Goal of the exercise: Output every line of the entries from the line containing "of the sofa" through the last, exactly, with no other content.

***

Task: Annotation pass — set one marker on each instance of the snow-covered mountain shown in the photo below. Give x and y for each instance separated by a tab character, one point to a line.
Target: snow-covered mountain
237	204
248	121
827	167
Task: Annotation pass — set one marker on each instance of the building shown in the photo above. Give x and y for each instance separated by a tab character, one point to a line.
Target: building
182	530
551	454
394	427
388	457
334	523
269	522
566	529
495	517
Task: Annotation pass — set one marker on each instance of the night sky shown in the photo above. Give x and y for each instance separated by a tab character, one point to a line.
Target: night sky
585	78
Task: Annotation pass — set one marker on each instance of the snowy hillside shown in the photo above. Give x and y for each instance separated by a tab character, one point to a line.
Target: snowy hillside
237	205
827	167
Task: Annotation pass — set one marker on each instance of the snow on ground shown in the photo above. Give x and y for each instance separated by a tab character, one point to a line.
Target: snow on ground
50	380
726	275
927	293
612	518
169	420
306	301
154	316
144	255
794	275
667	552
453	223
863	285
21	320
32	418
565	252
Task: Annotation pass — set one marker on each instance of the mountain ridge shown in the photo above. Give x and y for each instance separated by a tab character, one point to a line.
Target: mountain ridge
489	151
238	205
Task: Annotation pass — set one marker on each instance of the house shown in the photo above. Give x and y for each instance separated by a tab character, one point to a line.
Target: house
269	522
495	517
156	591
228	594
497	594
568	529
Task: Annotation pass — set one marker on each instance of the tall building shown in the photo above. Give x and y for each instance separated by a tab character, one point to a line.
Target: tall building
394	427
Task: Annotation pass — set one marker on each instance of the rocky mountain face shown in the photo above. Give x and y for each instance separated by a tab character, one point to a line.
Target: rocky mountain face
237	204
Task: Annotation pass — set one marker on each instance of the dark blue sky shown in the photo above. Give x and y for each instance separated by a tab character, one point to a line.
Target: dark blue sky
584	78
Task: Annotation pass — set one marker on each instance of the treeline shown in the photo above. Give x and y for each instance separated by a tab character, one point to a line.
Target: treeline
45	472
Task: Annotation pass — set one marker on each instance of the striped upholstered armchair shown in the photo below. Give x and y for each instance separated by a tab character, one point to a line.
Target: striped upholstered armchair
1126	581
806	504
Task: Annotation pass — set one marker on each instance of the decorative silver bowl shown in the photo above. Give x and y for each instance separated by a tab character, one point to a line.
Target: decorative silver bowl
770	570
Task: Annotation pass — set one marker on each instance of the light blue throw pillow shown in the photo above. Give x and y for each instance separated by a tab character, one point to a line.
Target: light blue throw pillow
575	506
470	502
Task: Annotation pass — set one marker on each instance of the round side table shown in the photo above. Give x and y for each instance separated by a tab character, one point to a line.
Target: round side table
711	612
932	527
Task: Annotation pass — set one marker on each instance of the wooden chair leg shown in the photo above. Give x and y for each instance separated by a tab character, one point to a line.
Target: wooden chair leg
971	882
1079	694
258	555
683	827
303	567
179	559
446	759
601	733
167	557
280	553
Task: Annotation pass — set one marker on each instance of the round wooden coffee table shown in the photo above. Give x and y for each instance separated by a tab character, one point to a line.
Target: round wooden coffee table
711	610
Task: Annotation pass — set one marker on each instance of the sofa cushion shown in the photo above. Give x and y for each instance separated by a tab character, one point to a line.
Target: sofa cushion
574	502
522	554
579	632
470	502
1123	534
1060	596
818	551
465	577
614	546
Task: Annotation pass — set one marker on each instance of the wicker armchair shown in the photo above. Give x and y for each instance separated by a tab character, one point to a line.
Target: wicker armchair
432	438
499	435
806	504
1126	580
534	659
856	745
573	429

***

Response to this exercise:
Task: Annotation pass — set one marker on each instance of the sofa cushion shown in the photo above. Give x and y for each instance separated by a tab character, one point to a line.
Target: sofa cushion
574	502
522	554
579	632
470	502
1123	534
1060	596
818	551
465	577
614	546
Task: Annotation pass — set one marker on each instance of the wicker armchair shown in the photo above. Give x and y for each instance separated by a tab character, one point to a line.
Target: wicker armchair
432	438
499	435
806	504
1126	580
534	659
856	745
573	429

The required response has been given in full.